__Exercise A__. List every name or nickname the family introduction uses for the children.
__Exercise B__. Return the family introduction from "11/01/2010 6 Comments" up to and including "to endure that.".
__Exercise C__. According to the family introduction, at what grade level is Chipmunk reading?

** Text section follows **

My Family Introduction

11/01/2010 6 Comments
I guess I should start with a little introduction into my family. I am a single mom of four beautiful children. I am 31 years old and enjoy photographing. As a child I led a challenging life and thrive to prevent my children from ever having to endure that.


My oldest is Princess, who is going to be twelve on the 7th of November. She loves to sing and has an amazing voice. She is a tomboy and loves hunting and skateboarding. As she was an only child for five years, she finds it difficult dealing with her siblings at times. She is very scattered in her thoughts but is an amazing young lady. Princess had a lot of medical problems when she was young but it has all cleared up now. She had GERD and Bilateral Syndactly. GERD is a gastro-intestinal problem and the Bilateral Syndactly is a birth defect in which the last two fingers of both hands were joined. They were separated at 8 months and again at a year and a half. About two years ago she underwent another surgery on her hands to attempt to straighten the fingers to improve function, unfortunately it was unsuccessful. The latest surgery was for her tonsils and adenoids. She also struggles with borderline ADD. Regardless, she is a beautiful young lady.






My second child was born in August 2003. She is extremely bright and thoughtful. I have thought about having her tested for gifted as she does have a lot of the characteristics of a gifted child. She met all her milestones early and knew how to write her name, recognize her letters and numbers and drew pictures with immaculate detail before Kindergarten. She is sensitive and bubbly. I call her my Chipmunk because she never grew out of her chipmunk cheeks. She also loves to sing and is reading at a Fourth grade level. She is mathematically and artistically gifted but has not been tested yet.






My third child was born in August 2004. We call him Buddy and he is Chipmunk's Irish twin. He was born on the same day, a year later. He had speech delays along with a lot of sensory problems. I might add that similar to his oldest sister he also had the issues with his fingers although his was actually one bone and not just joined skin. His was separated at 8 months and again at 1 year. This was done twice for him because as I called him"My Little Houdini", at 8 months old continually pulled the casts off his hands with his feet which caused them to web during healing. Buddy received early intervention until the age of three and currently receives Occupational therapy in school for his hands. He remains a very demanding child with a lot of sensitivities to sounds and touch. He has ADHD and is being evaluated for ASD.

** End of Text section **
** Entries shown follows **

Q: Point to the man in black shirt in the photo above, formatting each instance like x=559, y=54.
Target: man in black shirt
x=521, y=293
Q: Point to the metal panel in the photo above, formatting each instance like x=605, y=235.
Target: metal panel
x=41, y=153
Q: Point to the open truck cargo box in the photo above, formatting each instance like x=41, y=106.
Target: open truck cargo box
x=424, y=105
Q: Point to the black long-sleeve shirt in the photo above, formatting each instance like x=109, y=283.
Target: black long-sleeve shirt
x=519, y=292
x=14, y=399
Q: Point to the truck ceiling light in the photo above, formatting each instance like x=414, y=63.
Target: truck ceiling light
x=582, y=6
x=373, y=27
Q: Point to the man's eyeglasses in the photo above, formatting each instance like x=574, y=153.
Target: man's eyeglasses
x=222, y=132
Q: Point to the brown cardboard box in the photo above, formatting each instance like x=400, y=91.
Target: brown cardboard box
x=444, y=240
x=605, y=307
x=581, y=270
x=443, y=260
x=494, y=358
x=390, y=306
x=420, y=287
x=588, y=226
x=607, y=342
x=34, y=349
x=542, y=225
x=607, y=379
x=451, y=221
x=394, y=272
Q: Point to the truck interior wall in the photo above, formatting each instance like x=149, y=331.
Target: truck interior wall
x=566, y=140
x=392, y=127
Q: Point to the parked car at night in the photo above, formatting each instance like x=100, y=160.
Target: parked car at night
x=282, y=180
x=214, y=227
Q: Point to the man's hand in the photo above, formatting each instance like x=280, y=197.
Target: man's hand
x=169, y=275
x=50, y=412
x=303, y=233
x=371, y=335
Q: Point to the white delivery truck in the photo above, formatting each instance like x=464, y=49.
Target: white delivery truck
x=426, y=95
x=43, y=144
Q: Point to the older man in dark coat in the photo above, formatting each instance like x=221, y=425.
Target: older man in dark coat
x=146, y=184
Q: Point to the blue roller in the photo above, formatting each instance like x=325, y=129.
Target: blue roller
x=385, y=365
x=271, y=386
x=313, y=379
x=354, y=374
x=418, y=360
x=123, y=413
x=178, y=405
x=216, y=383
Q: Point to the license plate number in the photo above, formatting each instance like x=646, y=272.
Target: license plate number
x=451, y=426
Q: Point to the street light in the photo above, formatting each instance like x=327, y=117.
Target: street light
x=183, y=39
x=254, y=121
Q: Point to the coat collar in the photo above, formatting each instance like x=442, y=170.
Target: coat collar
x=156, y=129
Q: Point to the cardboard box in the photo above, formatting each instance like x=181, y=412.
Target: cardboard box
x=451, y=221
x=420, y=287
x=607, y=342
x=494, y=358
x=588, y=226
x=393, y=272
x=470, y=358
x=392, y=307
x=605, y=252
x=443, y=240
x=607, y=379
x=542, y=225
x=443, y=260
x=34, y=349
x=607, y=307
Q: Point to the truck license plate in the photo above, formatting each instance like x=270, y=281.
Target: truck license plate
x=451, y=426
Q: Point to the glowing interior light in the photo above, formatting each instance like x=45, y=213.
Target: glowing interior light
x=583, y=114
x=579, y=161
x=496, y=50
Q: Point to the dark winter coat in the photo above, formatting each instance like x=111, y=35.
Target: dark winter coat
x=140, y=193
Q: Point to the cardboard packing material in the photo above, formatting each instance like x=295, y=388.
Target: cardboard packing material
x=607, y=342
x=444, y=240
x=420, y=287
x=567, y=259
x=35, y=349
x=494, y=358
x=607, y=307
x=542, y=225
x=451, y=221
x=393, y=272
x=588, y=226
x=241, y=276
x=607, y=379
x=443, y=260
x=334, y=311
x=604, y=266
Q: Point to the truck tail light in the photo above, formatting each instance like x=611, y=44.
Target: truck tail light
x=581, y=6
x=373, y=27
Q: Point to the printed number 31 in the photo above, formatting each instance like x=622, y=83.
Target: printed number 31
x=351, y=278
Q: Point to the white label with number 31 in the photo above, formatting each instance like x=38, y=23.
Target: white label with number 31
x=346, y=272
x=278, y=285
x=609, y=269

** End of Entries shown **
** Entries shown follows **

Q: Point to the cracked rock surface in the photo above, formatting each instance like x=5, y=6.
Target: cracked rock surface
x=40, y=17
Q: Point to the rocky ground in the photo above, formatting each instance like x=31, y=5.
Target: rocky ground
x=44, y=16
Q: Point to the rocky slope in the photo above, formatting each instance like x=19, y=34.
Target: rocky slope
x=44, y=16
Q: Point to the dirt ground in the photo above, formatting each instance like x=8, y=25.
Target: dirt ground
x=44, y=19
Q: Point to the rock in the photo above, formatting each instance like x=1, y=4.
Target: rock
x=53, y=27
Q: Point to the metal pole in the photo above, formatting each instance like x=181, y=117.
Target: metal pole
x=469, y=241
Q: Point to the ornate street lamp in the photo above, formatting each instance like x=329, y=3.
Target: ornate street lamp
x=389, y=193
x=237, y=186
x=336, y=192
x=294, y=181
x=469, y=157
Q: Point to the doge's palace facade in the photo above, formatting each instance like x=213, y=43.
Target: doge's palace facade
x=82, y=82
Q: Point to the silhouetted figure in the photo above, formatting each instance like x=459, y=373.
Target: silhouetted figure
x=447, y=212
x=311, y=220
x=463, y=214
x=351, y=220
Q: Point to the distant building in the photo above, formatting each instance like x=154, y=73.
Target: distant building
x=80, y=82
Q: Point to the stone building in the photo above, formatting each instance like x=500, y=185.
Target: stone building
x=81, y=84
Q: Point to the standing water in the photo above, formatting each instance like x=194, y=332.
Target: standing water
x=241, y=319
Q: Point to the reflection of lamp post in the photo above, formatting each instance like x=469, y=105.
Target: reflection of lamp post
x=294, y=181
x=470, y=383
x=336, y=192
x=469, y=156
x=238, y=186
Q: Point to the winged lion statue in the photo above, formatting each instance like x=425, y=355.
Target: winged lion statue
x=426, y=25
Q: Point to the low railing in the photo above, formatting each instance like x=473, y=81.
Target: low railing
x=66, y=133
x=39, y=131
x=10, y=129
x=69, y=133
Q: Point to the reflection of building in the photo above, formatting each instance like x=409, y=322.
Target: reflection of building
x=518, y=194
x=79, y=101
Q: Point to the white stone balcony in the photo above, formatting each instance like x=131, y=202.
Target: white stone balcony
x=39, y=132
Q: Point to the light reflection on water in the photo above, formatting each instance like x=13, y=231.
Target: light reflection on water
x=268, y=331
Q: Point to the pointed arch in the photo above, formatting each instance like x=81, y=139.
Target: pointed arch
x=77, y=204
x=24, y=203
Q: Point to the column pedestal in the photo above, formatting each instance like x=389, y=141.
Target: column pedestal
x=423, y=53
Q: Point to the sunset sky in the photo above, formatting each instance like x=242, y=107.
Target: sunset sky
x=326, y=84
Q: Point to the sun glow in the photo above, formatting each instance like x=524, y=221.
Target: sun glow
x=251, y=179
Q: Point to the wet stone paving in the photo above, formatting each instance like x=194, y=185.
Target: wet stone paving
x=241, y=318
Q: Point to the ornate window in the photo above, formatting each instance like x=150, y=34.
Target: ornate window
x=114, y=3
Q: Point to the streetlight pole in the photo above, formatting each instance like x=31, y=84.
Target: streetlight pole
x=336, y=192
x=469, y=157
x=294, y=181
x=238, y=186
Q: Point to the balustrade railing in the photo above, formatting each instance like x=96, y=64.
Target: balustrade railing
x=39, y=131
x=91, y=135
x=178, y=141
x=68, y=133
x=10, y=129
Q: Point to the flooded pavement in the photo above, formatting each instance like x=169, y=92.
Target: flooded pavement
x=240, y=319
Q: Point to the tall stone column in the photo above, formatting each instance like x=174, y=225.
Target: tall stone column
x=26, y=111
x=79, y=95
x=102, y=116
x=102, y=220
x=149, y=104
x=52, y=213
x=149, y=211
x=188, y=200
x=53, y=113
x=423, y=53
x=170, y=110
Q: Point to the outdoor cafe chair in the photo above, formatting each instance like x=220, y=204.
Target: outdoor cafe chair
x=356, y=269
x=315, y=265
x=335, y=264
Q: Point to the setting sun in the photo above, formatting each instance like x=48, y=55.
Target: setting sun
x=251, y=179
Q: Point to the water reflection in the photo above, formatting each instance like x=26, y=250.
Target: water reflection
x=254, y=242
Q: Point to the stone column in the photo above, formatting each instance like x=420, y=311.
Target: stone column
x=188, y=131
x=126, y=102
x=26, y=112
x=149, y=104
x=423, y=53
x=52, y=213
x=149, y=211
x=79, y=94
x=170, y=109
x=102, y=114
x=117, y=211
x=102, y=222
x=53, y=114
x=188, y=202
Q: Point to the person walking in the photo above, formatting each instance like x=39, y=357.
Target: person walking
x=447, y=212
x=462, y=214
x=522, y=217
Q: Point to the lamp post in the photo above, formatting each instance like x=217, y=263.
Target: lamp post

** End of Entries shown **

__Answer space A__. Princess, Chipmunk, Buddy, My Little Houdini

__Answer space B__.
11/01/2010 6 Comments
I guess I should start with a little introduction into my family. I am a single mom of four beautiful children. I am 31 years old and enjoy photographing. As a child I led a challenging life and thrive to prevent my children from ever having to endure that.

__Answer space C__. A Fourth grade level.